GenèvePincé pour usage détourné de médicaments
Les produits pharmaceutiques tels que la Prégabaline, le Rivotril et le Sevre-Long sont consommés par les toxicomanes. Tour d'horizon.

Certains médicaments sont détournés de leur usage et utilisés comme drogue.
AFPL'amende s'élève à 500 francs. Par ordonnance pénale datée du 1er février, un homme âgé de 35 ans a été reconnu coupable d'infraction à la loi sur les stupéfiants à Genève. Dans ses poches: deux pilules de Sevre-Long, un médicament détenu sans ordonnance. Depuis le début de l'année, ce n'est pas le seul prévenu à avoir écopé d'une condamnation pour détention de produits pharmaceutiques. Un autre a par exemple été condamné alors qu'il avait en sa possession de la Prégabaline. Tandis qu'un troisième disposait de Rivotril.
«L'usage et le trafic de ce type de médicaments sont fréquents dans le milieu des toxicomanes déjà bien ancrés dans leur consommation», précise la lieutenante Aline Dard, porte-parole de la police genevoise. En général, la consommation de ces substances se fait en plus d'autres drogues (opioïdes, crack, etc). «Elles font également très fréquemment l'objet de trafic, notamment pour financer l'acquisition d'autres produits stupéfiants. Il n'est donc pas rare d'en saisir», poursuit-elle. Selon l'usage genevois, en cas de possession de ces substances sans droits, c'est la loi sur les stupéfiants qui s'applique. «La réponse pénale dépend des circonstances et de l'importance de la saisie.»
Le Sevre-Long prescrit sous ordonnance souche
Le professeur Daniele Zullino, médecin responsable du service d’addictologie des Hôpitaux universitaires de Genève (HUG) connait bien la problématique. «Durant des années, notre souci, c'était le Dormicum, un somnifère puissant et rapide. Depuis, d'autres produits ont pris le relais, parmi lesquels le Sevre-Long, le Rivotril et la Prégabaline. On les retrouve dans le cadre de multiconsommation.» A noter que ces trois produits n'ont pas les mêmes effets (lire l'encadré) et ne sont pas tous soumis aux mêmes réglementations.

CONSIGNE A. Dans l'article sur les médicaments détournés, quel est le montant de l'amende infligée à l'homme de 35 ans ?
CONSIGNE B. Recopiez le passage de l'article sur les médicaments détournés, de « AFPL'amende s'élève à » à « disposait de Rivotril. ».

ENREGISTREMENTS AFFICHÉS.
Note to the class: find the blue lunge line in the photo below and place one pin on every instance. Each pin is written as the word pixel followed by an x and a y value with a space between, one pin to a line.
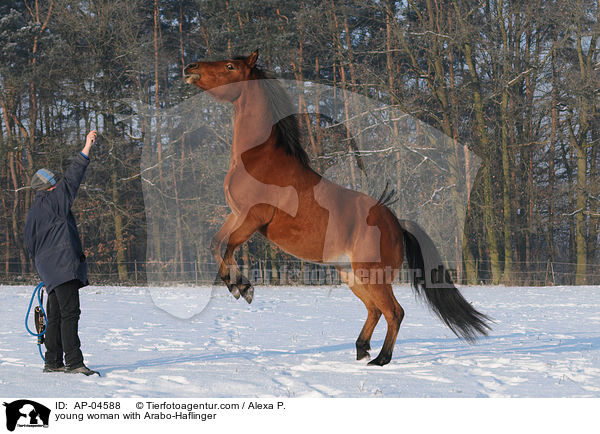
pixel 37 291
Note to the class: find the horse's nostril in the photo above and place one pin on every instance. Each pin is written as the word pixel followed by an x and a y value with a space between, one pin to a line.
pixel 188 67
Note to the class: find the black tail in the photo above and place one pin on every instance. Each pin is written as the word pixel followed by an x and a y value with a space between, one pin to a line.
pixel 431 280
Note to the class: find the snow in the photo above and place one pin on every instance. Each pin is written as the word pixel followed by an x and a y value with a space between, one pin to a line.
pixel 299 342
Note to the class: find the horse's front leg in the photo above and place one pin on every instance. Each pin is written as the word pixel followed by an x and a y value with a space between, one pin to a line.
pixel 235 231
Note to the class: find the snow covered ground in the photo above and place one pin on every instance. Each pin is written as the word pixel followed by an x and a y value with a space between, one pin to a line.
pixel 299 342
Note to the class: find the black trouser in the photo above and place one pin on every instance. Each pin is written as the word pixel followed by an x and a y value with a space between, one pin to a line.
pixel 62 336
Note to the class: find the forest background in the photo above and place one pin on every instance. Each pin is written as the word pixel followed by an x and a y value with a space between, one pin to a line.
pixel 515 82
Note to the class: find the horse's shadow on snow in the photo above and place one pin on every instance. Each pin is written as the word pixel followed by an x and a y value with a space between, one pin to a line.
pixel 519 344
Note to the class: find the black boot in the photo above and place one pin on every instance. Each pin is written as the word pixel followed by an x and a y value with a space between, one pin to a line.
pixel 50 368
pixel 81 369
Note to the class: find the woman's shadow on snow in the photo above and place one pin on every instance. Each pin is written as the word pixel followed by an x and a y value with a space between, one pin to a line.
pixel 519 344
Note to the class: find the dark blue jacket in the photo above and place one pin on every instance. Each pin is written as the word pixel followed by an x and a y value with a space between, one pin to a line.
pixel 51 233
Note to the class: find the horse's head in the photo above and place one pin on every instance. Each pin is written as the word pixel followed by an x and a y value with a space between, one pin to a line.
pixel 222 78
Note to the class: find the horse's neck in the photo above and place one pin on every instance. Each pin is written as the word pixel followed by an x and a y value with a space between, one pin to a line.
pixel 253 122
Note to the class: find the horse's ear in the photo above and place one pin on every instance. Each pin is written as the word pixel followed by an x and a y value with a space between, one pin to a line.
pixel 251 60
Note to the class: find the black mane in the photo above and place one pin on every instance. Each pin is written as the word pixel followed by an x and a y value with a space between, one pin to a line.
pixel 287 129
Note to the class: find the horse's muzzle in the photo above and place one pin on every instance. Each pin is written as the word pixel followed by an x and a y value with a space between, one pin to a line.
pixel 191 78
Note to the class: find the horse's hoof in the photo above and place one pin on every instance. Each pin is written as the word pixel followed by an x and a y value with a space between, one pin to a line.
pixel 362 349
pixel 234 291
pixel 379 361
pixel 247 292
pixel 362 354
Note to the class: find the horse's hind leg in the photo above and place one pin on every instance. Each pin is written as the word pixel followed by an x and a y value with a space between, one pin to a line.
pixel 363 343
pixel 383 297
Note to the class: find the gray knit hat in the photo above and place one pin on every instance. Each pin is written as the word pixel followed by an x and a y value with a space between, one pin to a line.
pixel 43 180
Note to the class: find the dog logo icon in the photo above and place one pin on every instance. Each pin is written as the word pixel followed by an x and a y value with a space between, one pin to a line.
pixel 26 413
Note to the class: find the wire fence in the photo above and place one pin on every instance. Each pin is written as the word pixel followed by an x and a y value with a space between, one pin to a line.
pixel 297 272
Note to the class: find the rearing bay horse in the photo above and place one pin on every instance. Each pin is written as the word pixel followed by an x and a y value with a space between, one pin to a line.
pixel 271 189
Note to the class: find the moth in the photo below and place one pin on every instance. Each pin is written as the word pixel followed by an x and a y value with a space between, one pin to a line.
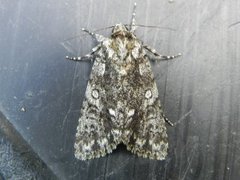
pixel 121 101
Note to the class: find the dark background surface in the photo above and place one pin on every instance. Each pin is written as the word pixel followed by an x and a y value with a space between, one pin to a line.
pixel 41 93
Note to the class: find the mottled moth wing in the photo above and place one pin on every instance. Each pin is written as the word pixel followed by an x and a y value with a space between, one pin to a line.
pixel 94 137
pixel 121 102
pixel 149 137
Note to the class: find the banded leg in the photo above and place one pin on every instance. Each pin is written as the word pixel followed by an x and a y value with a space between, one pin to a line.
pixel 133 21
pixel 87 56
pixel 98 37
pixel 159 56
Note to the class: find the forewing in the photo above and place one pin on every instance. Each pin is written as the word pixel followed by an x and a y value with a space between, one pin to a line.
pixel 94 137
pixel 148 137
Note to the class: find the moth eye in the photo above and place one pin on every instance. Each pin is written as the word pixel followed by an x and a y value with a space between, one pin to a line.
pixel 95 94
pixel 148 94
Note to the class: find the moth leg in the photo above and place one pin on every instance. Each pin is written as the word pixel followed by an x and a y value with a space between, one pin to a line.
pixel 87 56
pixel 98 37
pixel 133 21
pixel 159 56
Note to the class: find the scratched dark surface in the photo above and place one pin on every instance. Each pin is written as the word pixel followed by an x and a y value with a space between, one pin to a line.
pixel 41 92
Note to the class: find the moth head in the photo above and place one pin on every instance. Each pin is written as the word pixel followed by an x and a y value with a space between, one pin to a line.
pixel 120 30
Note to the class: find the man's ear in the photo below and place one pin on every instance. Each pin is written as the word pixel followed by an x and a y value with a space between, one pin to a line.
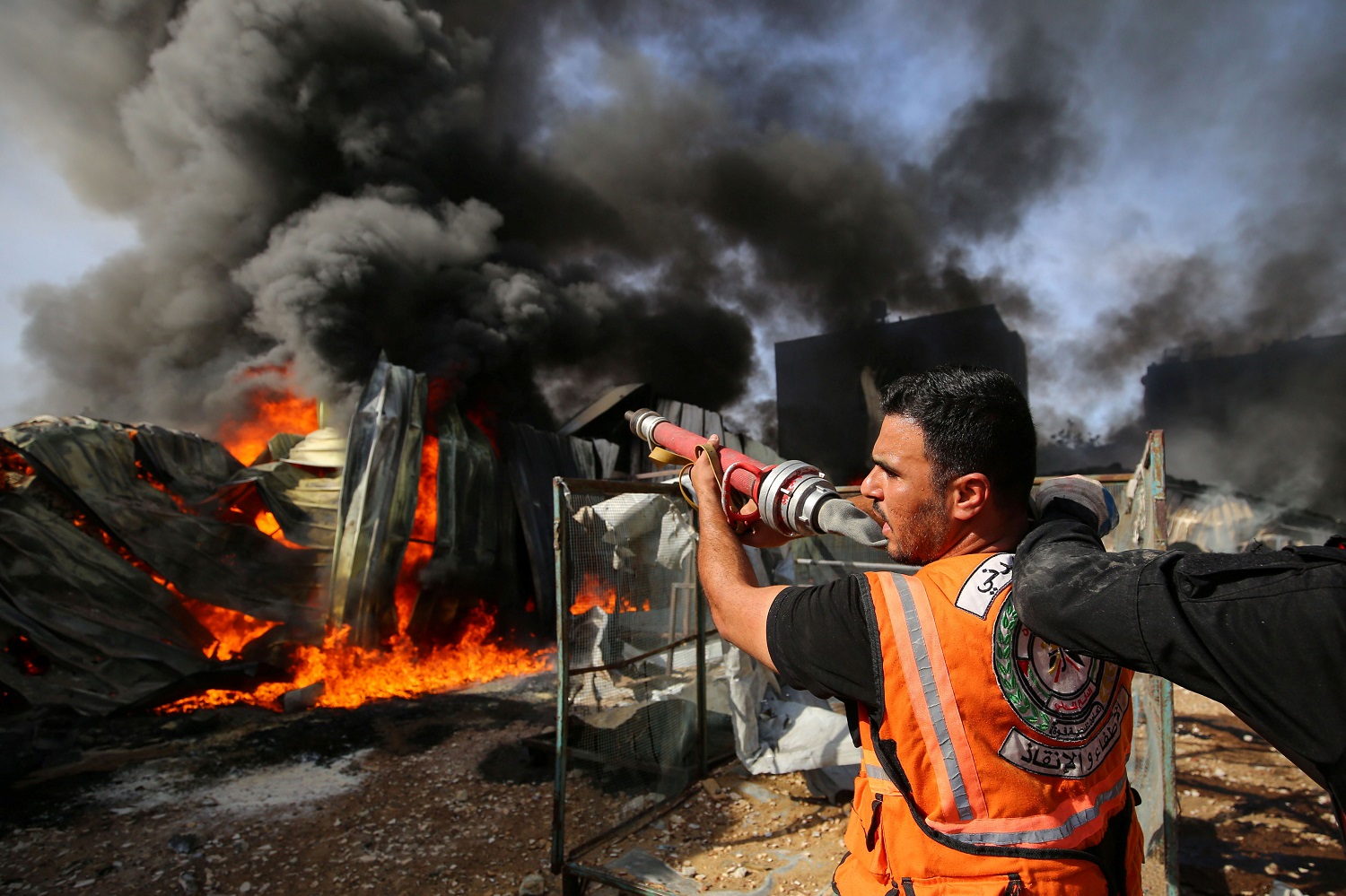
pixel 969 494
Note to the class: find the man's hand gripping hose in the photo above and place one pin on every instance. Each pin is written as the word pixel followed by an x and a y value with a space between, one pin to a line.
pixel 791 498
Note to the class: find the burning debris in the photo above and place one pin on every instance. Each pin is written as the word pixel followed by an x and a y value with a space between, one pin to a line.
pixel 143 564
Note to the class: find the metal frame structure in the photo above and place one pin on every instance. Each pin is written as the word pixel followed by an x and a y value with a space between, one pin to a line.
pixel 1144 525
pixel 568 861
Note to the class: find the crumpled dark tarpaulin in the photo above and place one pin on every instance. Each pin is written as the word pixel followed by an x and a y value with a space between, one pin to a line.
pixel 108 635
pixel 93 465
pixel 377 502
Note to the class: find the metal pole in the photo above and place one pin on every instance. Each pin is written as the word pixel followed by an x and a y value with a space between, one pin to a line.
pixel 700 683
pixel 563 611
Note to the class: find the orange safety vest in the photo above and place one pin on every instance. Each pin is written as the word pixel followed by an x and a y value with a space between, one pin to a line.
pixel 996 759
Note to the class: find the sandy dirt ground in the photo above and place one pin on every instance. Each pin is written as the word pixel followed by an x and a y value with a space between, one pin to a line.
pixel 441 796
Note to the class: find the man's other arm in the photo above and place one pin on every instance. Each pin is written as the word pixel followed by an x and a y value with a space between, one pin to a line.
pixel 738 605
pixel 1071 592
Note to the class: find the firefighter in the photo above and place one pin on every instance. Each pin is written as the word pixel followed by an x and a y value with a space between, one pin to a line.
pixel 993 761
pixel 1263 632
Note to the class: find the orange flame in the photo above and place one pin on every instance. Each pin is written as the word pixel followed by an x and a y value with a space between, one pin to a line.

RÉPONSE ATTENDUE A. L'amende s'élève à 500 francs.

RÉPONSE ATTENDUE B.
AFPL'amende s'élève à 500 francs. Par ordonnance pénale datée du 1er février, un homme âgé de 35 ans a été reconnu coupable d'infraction à la loi sur les stupéfiants à Genève. Dans ses poches: deux pilules de Sevre-Long, un médicament détenu sans ordonnance. Depuis le début de l'année, ce n'est pas le seul prévenu à avoir écopé d'une condamnation pour détention de produits pharmaceutiques. Un autre a par exemple été condamné alors qu'il avait en sa possession de la Prégabaline. Tandis qu'un troisième disposait de Rivotril.